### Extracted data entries
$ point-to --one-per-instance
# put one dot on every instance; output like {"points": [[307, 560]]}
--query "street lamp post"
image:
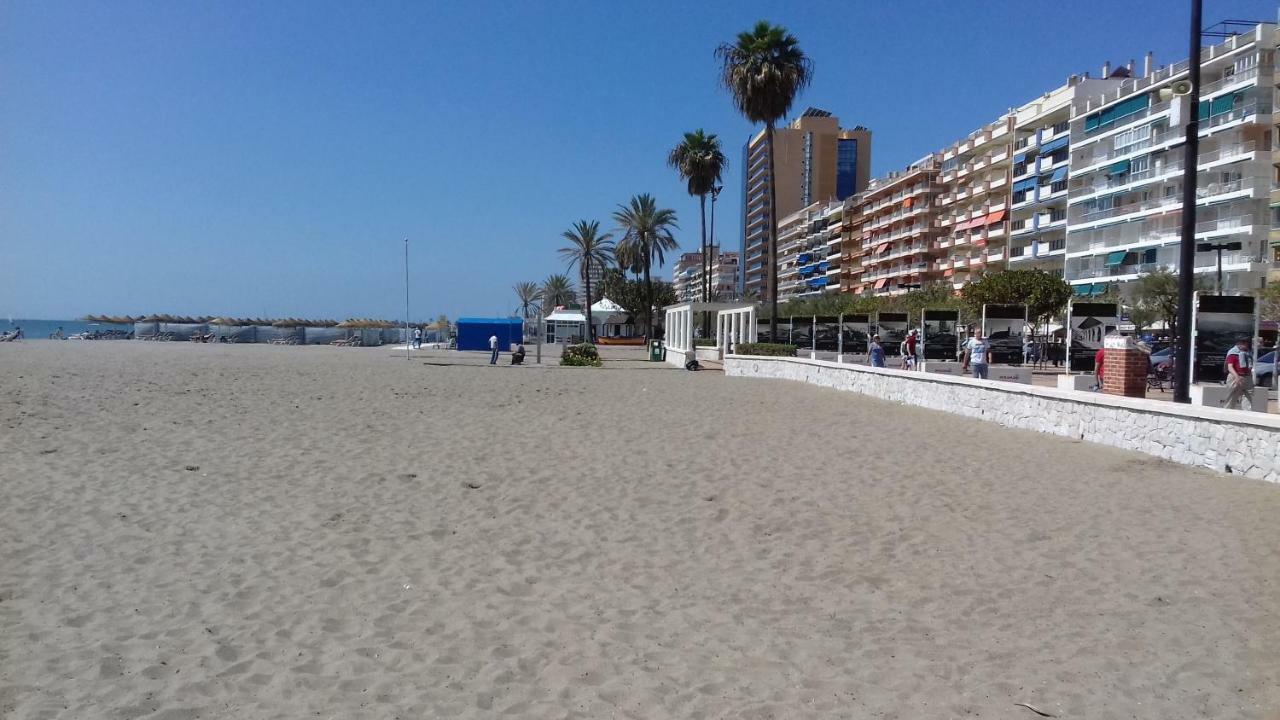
{"points": [[1187, 255], [1219, 247]]}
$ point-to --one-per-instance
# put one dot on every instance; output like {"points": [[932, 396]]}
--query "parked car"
{"points": [[1265, 368]]}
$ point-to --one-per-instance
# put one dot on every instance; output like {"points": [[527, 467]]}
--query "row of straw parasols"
{"points": [[353, 323]]}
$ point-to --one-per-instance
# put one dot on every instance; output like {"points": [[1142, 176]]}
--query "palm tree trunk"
{"points": [[773, 237], [648, 296], [707, 265], [586, 281]]}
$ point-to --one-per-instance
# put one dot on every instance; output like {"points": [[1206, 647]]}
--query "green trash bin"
{"points": [[657, 351]]}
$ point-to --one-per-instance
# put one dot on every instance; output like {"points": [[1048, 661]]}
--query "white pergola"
{"points": [[735, 326], [680, 327]]}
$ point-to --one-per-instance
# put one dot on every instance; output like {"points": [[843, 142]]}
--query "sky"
{"points": [[270, 158]]}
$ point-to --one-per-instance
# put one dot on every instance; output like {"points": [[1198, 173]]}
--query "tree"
{"points": [[589, 250], [1045, 295], [764, 69], [558, 290], [528, 295], [700, 162], [1156, 295], [631, 295], [647, 237]]}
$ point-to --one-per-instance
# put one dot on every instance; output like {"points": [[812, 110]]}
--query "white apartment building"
{"points": [[685, 276], [891, 232], [1125, 187], [809, 247], [1037, 212], [974, 209]]}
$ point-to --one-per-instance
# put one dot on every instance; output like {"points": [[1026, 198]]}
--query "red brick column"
{"points": [[1124, 368]]}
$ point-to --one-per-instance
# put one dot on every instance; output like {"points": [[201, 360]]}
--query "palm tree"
{"points": [[647, 237], [528, 295], [700, 162], [764, 69], [589, 250], [558, 290]]}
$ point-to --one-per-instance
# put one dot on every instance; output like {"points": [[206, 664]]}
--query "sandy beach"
{"points": [[256, 532]]}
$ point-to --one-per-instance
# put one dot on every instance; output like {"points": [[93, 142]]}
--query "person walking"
{"points": [[877, 352], [909, 349], [1239, 376], [979, 355]]}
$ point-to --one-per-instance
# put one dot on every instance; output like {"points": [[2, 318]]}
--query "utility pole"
{"points": [[1187, 255], [406, 300]]}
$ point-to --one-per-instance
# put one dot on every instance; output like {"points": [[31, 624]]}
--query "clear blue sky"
{"points": [[268, 158]]}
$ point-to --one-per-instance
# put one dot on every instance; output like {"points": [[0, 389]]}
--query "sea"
{"points": [[41, 329]]}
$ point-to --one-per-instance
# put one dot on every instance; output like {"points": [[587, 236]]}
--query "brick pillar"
{"points": [[1124, 368]]}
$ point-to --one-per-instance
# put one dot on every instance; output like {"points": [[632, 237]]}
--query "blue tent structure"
{"points": [[474, 332]]}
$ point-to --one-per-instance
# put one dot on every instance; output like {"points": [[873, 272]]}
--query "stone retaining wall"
{"points": [[1228, 441]]}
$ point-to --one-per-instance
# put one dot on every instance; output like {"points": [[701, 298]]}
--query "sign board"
{"points": [[1088, 323], [801, 332], [892, 329], [855, 332], [941, 333], [1004, 326], [826, 333], [1217, 323]]}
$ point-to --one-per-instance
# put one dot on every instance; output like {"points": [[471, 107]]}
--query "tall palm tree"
{"points": [[764, 69], [699, 162], [558, 290], [647, 237], [589, 250], [528, 295]]}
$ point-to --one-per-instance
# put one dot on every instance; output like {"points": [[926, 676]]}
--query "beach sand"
{"points": [[252, 532]]}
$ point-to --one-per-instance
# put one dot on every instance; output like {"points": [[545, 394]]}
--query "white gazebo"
{"points": [[611, 319], [565, 324], [680, 322]]}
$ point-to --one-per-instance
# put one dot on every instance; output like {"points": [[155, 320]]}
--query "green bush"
{"points": [[581, 356], [768, 349]]}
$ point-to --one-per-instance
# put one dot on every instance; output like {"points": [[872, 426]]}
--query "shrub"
{"points": [[581, 356], [767, 349]]}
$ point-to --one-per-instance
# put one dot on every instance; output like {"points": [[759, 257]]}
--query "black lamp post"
{"points": [[1219, 247], [1187, 255]]}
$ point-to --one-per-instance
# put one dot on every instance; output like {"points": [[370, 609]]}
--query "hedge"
{"points": [[581, 356], [768, 349]]}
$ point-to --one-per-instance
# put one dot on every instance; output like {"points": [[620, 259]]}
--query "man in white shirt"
{"points": [[1239, 374]]}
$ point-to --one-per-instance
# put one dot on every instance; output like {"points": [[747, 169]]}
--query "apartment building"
{"points": [[816, 162], [725, 276], [809, 250], [973, 212], [1038, 194], [685, 276], [1124, 200], [891, 232]]}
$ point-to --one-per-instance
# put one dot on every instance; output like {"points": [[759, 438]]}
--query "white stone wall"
{"points": [[1229, 441]]}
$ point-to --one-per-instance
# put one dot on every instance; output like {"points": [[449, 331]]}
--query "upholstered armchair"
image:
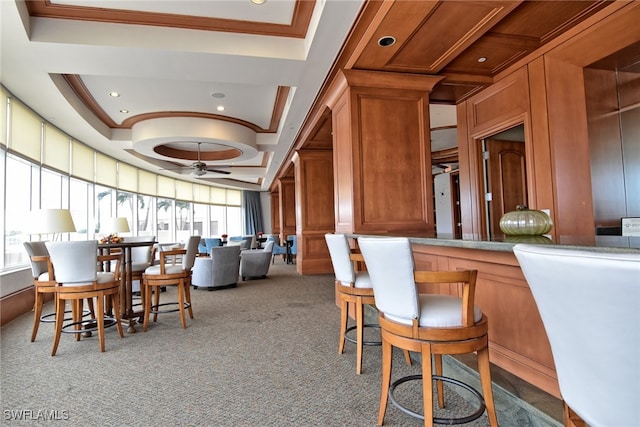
{"points": [[254, 263], [277, 248], [218, 270]]}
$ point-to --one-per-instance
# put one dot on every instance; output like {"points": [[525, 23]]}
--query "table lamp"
{"points": [[54, 222]]}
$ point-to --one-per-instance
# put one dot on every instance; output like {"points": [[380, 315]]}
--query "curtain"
{"points": [[252, 212]]}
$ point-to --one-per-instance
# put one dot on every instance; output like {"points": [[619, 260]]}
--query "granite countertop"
{"points": [[502, 246]]}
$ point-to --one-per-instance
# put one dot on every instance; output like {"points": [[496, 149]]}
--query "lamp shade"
{"points": [[54, 221], [119, 225]]}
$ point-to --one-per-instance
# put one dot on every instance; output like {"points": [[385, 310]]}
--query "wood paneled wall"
{"points": [[517, 339], [315, 210], [382, 153], [287, 204]]}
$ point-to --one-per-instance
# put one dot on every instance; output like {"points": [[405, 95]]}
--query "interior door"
{"points": [[506, 180]]}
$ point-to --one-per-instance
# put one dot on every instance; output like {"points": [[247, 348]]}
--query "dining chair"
{"points": [[43, 282], [170, 273], [589, 302], [277, 248], [353, 287], [75, 269], [429, 324]]}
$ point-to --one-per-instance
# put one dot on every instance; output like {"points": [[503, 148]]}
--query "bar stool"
{"points": [[431, 325], [167, 274], [352, 287], [75, 267], [589, 302]]}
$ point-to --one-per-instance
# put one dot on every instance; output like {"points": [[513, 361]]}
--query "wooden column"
{"points": [[382, 153], [315, 210], [275, 212], [287, 203]]}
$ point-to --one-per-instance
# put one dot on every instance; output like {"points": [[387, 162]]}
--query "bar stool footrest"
{"points": [[355, 341], [436, 420], [155, 309], [89, 325], [51, 317]]}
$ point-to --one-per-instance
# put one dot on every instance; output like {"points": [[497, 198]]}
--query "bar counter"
{"points": [[517, 340]]}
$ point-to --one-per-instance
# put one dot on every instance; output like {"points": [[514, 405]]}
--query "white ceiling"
{"points": [[158, 69]]}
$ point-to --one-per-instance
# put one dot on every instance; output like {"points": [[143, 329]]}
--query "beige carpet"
{"points": [[262, 354]]}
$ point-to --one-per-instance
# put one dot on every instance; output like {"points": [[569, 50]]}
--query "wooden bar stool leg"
{"points": [[100, 320], [484, 370], [427, 384], [37, 310], [439, 385], [344, 313], [359, 334], [181, 292], [60, 303], [387, 353]]}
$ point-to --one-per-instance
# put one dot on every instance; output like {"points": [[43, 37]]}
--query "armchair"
{"points": [[254, 263], [219, 270], [277, 248]]}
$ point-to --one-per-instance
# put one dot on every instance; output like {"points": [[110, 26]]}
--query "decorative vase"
{"points": [[525, 222]]}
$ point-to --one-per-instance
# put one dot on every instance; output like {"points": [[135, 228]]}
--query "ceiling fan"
{"points": [[199, 168]]}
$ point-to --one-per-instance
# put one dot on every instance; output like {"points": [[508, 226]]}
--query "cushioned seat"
{"points": [[170, 273], [431, 325], [254, 263], [75, 268], [219, 269]]}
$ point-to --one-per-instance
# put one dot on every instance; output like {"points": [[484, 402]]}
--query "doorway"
{"points": [[505, 177]]}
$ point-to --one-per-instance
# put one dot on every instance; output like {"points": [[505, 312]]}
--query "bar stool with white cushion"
{"points": [[352, 287], [589, 302], [432, 325], [75, 267], [167, 273]]}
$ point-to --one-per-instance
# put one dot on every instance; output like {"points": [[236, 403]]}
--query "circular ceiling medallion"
{"points": [[179, 138]]}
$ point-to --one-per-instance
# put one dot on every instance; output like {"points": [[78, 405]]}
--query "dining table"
{"points": [[127, 308]]}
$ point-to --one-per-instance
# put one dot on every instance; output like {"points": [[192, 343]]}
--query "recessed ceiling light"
{"points": [[386, 41]]}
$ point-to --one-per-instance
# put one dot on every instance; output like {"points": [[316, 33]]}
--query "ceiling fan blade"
{"points": [[218, 171]]}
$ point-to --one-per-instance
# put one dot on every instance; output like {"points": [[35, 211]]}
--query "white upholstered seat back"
{"points": [[340, 252], [74, 262], [590, 306], [390, 264], [38, 268]]}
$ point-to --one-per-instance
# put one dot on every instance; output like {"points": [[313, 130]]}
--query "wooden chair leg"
{"points": [[387, 353], [60, 303], [115, 301], [407, 357], [187, 297], [156, 300], [359, 334], [180, 291], [100, 320], [344, 313], [76, 315], [571, 419], [37, 312], [146, 289], [427, 384], [484, 369], [439, 383]]}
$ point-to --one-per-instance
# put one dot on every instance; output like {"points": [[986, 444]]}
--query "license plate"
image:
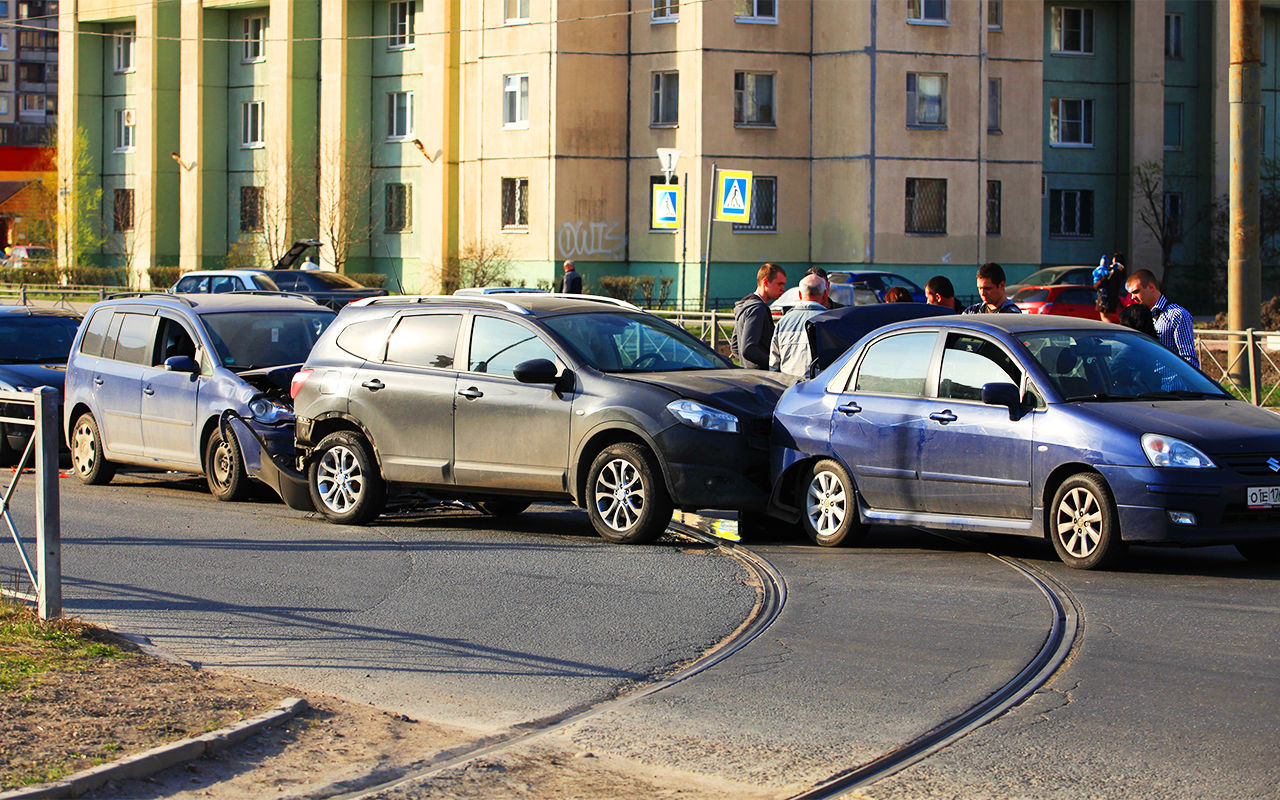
{"points": [[1264, 497]]}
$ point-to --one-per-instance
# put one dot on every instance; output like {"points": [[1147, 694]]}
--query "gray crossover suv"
{"points": [[503, 400]]}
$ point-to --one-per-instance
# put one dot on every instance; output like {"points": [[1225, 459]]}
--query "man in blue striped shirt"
{"points": [[1173, 323]]}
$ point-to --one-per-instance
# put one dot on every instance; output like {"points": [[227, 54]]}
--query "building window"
{"points": [[255, 39], [755, 10], [993, 208], [764, 206], [400, 115], [753, 99], [515, 202], [926, 99], [993, 105], [124, 129], [1070, 122], [516, 10], [515, 101], [401, 31], [664, 10], [251, 124], [400, 213], [122, 211], [1073, 31], [1070, 214], [251, 208], [928, 12], [927, 205], [123, 50], [1173, 126], [1173, 36], [666, 99]]}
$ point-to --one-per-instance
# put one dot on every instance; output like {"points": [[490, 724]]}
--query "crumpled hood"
{"points": [[748, 393]]}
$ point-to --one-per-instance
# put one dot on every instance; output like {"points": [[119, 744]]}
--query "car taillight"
{"points": [[298, 379]]}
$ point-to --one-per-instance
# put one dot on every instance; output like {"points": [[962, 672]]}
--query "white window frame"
{"points": [[746, 92], [915, 100], [123, 51], [126, 131], [400, 115], [1057, 37], [662, 12], [1057, 119], [400, 24], [252, 128], [515, 101], [661, 115], [918, 13], [254, 40]]}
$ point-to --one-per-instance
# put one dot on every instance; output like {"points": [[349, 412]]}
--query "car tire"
{"points": [[87, 461], [502, 506], [224, 469], [828, 507], [1084, 525], [626, 497], [344, 481]]}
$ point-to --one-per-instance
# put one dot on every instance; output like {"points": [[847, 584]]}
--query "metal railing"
{"points": [[41, 452]]}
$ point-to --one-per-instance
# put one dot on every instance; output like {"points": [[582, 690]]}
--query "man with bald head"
{"points": [[790, 352]]}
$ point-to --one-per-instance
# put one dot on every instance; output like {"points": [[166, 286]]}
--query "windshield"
{"points": [[257, 339], [1116, 365], [622, 342], [36, 339]]}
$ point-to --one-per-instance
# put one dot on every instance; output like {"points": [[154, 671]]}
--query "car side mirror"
{"points": [[181, 364], [536, 371]]}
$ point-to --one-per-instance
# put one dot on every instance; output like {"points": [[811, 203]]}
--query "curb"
{"points": [[149, 762]]}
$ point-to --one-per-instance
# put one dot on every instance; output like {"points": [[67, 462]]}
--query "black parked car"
{"points": [[506, 400]]}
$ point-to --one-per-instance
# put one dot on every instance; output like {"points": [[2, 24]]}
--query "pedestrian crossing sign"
{"points": [[734, 196], [666, 206]]}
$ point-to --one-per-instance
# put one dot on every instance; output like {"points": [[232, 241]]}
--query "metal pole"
{"points": [[1243, 265], [49, 534]]}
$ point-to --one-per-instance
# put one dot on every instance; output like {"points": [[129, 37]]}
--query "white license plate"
{"points": [[1264, 497]]}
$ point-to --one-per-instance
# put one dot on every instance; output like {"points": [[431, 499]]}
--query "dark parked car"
{"points": [[1079, 432], [503, 400], [33, 346], [150, 374]]}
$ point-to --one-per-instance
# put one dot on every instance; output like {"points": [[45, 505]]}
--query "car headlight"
{"points": [[696, 415], [269, 412], [1169, 452]]}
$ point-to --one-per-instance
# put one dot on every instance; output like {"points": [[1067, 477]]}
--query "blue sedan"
{"points": [[1080, 432]]}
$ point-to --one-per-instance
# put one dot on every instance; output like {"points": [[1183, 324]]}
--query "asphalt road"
{"points": [[1171, 690]]}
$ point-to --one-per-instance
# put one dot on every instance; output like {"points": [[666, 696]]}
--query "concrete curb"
{"points": [[149, 762]]}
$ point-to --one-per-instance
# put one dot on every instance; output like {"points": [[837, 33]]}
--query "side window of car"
{"points": [[95, 332], [968, 362], [425, 339], [498, 346], [897, 365]]}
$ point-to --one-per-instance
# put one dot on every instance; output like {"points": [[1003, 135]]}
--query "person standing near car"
{"points": [[790, 351], [753, 321], [991, 287]]}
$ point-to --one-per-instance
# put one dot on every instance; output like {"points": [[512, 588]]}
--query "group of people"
{"points": [[784, 347]]}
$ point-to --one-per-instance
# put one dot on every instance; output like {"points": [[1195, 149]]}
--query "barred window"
{"points": [[764, 206], [927, 205]]}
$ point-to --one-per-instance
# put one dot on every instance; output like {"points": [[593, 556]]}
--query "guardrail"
{"points": [[46, 577]]}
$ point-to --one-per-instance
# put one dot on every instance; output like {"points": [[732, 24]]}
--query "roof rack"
{"points": [[156, 295]]}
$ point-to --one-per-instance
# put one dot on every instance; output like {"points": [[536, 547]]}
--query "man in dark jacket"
{"points": [[753, 321]]}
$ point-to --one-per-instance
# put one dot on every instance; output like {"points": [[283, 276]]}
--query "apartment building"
{"points": [[920, 136]]}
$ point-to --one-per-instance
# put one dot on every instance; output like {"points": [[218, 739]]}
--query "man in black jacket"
{"points": [[753, 321]]}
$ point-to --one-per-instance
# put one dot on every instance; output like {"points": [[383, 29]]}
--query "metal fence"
{"points": [[40, 453]]}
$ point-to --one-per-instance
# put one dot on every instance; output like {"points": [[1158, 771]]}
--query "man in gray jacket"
{"points": [[790, 350]]}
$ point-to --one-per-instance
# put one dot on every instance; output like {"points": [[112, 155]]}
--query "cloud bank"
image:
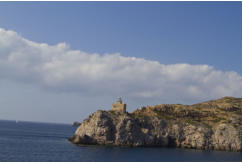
{"points": [[59, 68]]}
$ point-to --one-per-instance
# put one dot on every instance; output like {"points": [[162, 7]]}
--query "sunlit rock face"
{"points": [[209, 125]]}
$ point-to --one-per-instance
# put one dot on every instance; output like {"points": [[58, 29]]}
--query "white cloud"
{"points": [[62, 69]]}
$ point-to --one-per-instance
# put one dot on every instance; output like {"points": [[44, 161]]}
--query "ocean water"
{"points": [[33, 142]]}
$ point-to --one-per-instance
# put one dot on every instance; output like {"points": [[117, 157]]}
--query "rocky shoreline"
{"points": [[212, 125]]}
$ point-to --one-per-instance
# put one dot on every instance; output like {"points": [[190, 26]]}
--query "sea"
{"points": [[47, 142]]}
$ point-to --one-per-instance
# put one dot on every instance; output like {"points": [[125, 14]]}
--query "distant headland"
{"points": [[211, 125]]}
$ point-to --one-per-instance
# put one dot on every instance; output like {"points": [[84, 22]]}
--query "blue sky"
{"points": [[191, 33]]}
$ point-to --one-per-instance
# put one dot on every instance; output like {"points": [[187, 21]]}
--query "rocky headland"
{"points": [[212, 125]]}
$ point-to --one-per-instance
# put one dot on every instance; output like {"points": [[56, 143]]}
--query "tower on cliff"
{"points": [[119, 106]]}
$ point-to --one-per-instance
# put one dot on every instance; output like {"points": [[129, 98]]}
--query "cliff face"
{"points": [[210, 125]]}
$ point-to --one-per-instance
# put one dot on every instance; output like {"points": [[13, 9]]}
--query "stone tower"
{"points": [[119, 106]]}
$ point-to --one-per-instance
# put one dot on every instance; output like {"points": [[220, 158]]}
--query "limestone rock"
{"points": [[199, 126]]}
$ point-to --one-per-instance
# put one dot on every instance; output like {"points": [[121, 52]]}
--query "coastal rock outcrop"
{"points": [[209, 125]]}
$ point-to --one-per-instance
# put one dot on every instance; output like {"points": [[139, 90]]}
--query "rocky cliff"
{"points": [[210, 125]]}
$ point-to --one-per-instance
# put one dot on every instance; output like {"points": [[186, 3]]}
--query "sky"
{"points": [[62, 61]]}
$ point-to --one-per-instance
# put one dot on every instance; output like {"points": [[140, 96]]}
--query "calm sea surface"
{"points": [[27, 141]]}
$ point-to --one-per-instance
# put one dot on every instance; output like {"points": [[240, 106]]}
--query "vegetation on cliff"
{"points": [[215, 124]]}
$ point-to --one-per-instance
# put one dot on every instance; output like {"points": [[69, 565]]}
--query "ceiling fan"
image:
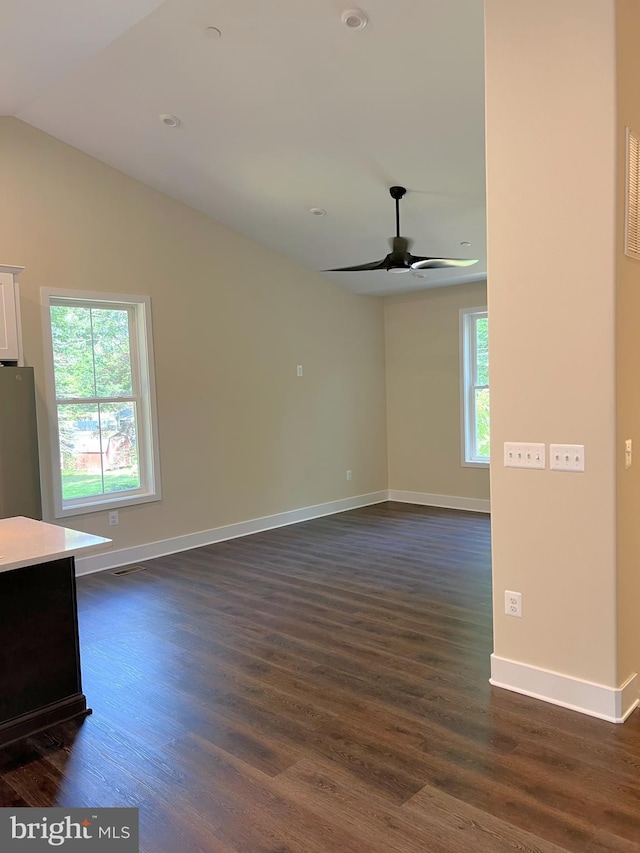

### Required work
Identify every line in the material above that contains the string "parked", and copy each one out.

### Solution to the problem
--query "parked car"
--query "black parked car"
--query "dark parked car"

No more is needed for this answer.